● **TO DO**
Pull out every line of text from all the rows below, word for word, and leave the pictures out.

□ □ □

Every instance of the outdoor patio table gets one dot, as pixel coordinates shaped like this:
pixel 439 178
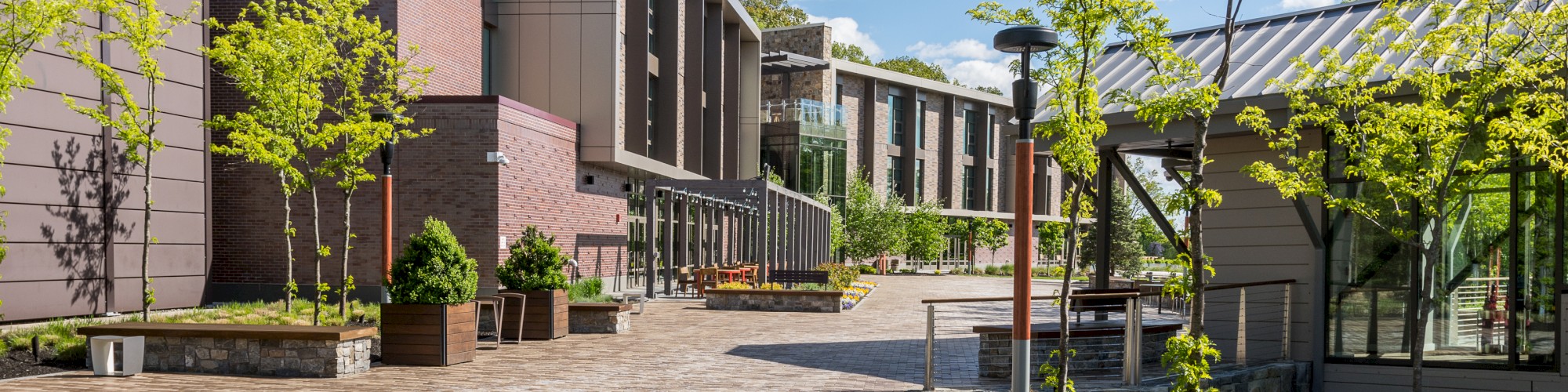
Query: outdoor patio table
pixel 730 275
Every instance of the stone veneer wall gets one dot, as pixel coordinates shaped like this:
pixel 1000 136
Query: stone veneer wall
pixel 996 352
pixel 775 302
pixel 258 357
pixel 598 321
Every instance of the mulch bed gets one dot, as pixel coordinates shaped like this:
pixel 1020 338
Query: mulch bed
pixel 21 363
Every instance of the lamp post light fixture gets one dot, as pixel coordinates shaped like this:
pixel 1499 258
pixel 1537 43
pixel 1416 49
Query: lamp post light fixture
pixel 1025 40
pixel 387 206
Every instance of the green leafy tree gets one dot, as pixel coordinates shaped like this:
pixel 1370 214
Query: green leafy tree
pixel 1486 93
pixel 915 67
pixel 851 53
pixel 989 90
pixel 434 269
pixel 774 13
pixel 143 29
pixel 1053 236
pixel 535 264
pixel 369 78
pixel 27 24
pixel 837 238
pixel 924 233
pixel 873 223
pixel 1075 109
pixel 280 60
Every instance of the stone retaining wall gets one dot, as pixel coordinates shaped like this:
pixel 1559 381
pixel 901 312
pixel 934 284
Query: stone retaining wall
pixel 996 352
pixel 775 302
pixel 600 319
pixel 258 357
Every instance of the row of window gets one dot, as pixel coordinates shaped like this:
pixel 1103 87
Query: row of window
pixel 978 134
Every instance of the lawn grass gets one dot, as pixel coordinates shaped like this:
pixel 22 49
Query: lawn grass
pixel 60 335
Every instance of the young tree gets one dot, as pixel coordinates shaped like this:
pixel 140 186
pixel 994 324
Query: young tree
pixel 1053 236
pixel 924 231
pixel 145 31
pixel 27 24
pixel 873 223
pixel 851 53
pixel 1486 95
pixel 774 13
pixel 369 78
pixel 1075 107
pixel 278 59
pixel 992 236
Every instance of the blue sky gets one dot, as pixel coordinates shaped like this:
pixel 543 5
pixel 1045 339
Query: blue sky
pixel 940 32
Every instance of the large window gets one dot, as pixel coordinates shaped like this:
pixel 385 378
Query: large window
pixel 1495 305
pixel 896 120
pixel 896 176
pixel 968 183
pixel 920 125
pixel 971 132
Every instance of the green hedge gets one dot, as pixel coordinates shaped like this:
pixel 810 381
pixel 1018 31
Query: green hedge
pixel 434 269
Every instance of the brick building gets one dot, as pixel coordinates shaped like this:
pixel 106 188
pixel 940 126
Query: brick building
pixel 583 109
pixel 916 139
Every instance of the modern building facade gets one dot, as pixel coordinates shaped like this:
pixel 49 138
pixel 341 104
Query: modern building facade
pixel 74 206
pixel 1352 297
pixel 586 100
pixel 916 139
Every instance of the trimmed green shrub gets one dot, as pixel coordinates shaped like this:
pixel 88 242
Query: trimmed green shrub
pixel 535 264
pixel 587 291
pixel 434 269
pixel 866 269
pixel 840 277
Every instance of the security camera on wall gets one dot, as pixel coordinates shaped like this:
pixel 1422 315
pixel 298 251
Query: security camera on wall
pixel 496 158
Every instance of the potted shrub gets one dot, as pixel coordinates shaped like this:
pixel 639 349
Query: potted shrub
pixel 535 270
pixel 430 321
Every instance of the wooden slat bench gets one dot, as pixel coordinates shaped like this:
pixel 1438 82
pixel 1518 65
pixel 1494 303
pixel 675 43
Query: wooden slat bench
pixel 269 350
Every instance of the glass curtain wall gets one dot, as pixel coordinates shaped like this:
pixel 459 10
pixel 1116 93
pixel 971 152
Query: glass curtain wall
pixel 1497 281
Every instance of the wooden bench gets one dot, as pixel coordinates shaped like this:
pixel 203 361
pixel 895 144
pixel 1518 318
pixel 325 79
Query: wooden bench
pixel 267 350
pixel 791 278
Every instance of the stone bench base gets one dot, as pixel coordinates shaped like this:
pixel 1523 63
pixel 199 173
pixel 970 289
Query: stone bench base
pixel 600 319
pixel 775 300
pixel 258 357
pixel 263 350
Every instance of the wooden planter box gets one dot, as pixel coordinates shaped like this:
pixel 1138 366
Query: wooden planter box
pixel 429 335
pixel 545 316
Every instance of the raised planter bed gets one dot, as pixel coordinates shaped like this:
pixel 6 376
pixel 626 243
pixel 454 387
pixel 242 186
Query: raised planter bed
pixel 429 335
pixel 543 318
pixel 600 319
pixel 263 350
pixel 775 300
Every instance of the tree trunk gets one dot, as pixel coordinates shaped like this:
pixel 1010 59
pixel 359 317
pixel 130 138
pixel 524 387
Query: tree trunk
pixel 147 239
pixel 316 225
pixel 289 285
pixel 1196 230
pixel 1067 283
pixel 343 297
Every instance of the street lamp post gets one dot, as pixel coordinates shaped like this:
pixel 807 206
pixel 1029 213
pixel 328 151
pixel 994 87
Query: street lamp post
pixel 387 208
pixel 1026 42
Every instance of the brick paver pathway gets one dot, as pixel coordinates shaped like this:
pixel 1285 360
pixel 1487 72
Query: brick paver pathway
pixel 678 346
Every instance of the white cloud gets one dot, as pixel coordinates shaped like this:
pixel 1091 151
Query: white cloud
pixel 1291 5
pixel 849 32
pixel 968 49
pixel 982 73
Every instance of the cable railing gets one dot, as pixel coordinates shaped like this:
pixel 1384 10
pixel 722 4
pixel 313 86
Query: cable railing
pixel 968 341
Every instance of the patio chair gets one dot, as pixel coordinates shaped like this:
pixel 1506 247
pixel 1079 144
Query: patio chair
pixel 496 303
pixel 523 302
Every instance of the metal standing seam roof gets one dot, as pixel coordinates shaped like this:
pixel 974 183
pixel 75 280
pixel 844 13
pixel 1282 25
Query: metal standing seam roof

□ □ □

● **FULL OUTPUT**
Every instance of the outdoor patio table gets one dot, as pixel coordinates shaped like this:
pixel 439 178
Query: outdoor patio table
pixel 730 275
Every instance of the stone veneer wall gets one dot, as pixel coordinates shaped like this:
pixel 1000 136
Query: stone veneer wall
pixel 996 352
pixel 775 302
pixel 258 357
pixel 598 321
Every instance of the mulch bed gets one dot, as pixel coordinates shaped like this:
pixel 1020 338
Query: mulch bed
pixel 21 363
Every instance of the lamp post light fixture gets one dot, as pixel coordinates shaped like this:
pixel 1499 258
pixel 1537 43
pixel 1416 49
Query: lamp post light fixture
pixel 1025 40
pixel 387 206
Every instance of the green leafy tree gets one dot, as pixel coordinates shaped like this:
pixel 1370 214
Query: green leafy tree
pixel 1486 93
pixel 915 67
pixel 851 53
pixel 989 90
pixel 434 269
pixel 774 13
pixel 143 29
pixel 1053 236
pixel 535 264
pixel 369 78
pixel 27 24
pixel 837 238
pixel 924 233
pixel 873 223
pixel 1075 109
pixel 280 60
Every instance of the stone retaining wall gets one dot, as pixel coordinates shaped like this:
pixel 1559 381
pixel 901 312
pixel 934 284
Query: stone retaining wall
pixel 996 352
pixel 775 302
pixel 600 319
pixel 258 357
Every instance of the row of window gets one dot, as pixel coordinates shaped like this:
pixel 1103 87
Query: row of window
pixel 978 134
Every instance of the lawn grass gets one dot, as pixel coordinates shaped like this:
pixel 22 49
Query: lawn grass
pixel 60 335
Every instance of the young tree gets one dot, as pixel coordinates shaped like this:
pixel 140 186
pixel 994 324
Query: young tree
pixel 1053 236
pixel 924 231
pixel 145 31
pixel 27 24
pixel 873 223
pixel 851 53
pixel 1486 95
pixel 774 13
pixel 369 78
pixel 1075 107
pixel 278 59
pixel 992 236
Every instance of the blue sky gets one dot, as pixel coordinates shaped like this:
pixel 543 5
pixel 1045 339
Query: blue sky
pixel 940 32
Every instance of the large window gets one dot, as pixel coordinates shaped like this:
pixel 385 378
Query: large window
pixel 1495 305
pixel 896 120
pixel 896 176
pixel 968 183
pixel 920 125
pixel 971 132
Every instance of the green hedge gets one dot, as pixel coordinates shaped like this:
pixel 810 381
pixel 1018 31
Query: green hedge
pixel 434 269
Every instance of the brick building gets one dot, as pixel coordinates shaped like this:
pixel 106 188
pixel 940 126
Query: brick building
pixel 583 109
pixel 916 139
Every instance of the modern building facade gets one dot, as pixel coordinates shaped like this:
pixel 49 138
pixel 341 104
Query: modern building facade
pixel 74 206
pixel 1352 297
pixel 586 100
pixel 916 139
Every instance of the trimmed green shrub gets one dot, as pixel coordinates shaped like this:
pixel 88 242
Query: trimmed green shrub
pixel 535 264
pixel 587 291
pixel 434 269
pixel 866 269
pixel 840 277
Every instance of the security camera on wall gets one dot, as pixel coordinates shaped like this:
pixel 1422 315
pixel 298 251
Query: security camera on wall
pixel 496 158
Every instance of the potted shrub gets one dot, as pixel coordinates shaped like this:
pixel 639 349
Query: potted shrub
pixel 535 270
pixel 430 321
Every instance of the wooden slat bench gets one dot, as pixel coordinates shaped like this:
pixel 1438 82
pixel 1518 65
pixel 1494 303
pixel 675 43
Query: wooden slat bench
pixel 269 350
Every instance of the glass curtain wall gets one dot, as pixel coordinates shaped like this:
pixel 459 10
pixel 1116 93
pixel 971 152
Query: glass curtain wall
pixel 1497 281
Every instance of the wooden bench gets one dot, as pixel coordinates shaped like this:
pixel 203 361
pixel 895 144
pixel 1518 318
pixel 325 79
Query: wooden bench
pixel 267 350
pixel 791 278
Every instance of the stone bench base gets one dot, as pixel coordinates shaped like this:
pixel 1523 63
pixel 199 173
pixel 970 289
Query: stone bench base
pixel 600 319
pixel 775 300
pixel 258 357
pixel 263 350
Every instance of the wooden planter box gets one dot, as pixel coordinates shaped like this:
pixel 1138 366
Query: wooden planter box
pixel 429 335
pixel 545 316
Every instance of the raised planter bed gets one dot, as pixel coordinates shaped like this:
pixel 6 376
pixel 626 243
pixel 454 387
pixel 242 186
Query: raised planter bed
pixel 429 335
pixel 543 318
pixel 600 319
pixel 263 350
pixel 775 300
Every instance of the tree trunk gets one dot, as pixel coordinates shaped like this:
pixel 1010 59
pixel 359 317
pixel 130 138
pixel 524 387
Query: tree trunk
pixel 147 239
pixel 316 225
pixel 289 285
pixel 1196 230
pixel 1067 283
pixel 343 297
Every instance of the street lamp post gets one dot, as pixel coordinates shaped like this:
pixel 807 206
pixel 1029 213
pixel 328 151
pixel 994 87
Query: street lamp post
pixel 387 208
pixel 1026 42
Every instance of the brick paver pathway gets one dot, as pixel coordinates shaped like this:
pixel 1285 360
pixel 1487 72
Query: brick paver pathway
pixel 678 346
Every instance of the white cloud gets one dot, as pixel coordinates shaped like this:
pixel 1091 151
Query: white cloud
pixel 1291 5
pixel 849 32
pixel 968 49
pixel 982 73
Every instance of the cable railing gets one dot, as pixel coordinates shaped like this:
pixel 1384 10
pixel 722 4
pixel 313 86
Query: cable railing
pixel 968 341
Every instance of the patio chair gets one dot, as pixel coordinates shaped like this:
pixel 1506 247
pixel 1079 144
Query: patio chair
pixel 496 303
pixel 523 302
Every instance of the metal standing seam roof gets one dot, as pixel coordinates shaped like this:
pixel 974 183
pixel 75 280
pixel 844 13
pixel 1282 25
Query: metal standing seam roof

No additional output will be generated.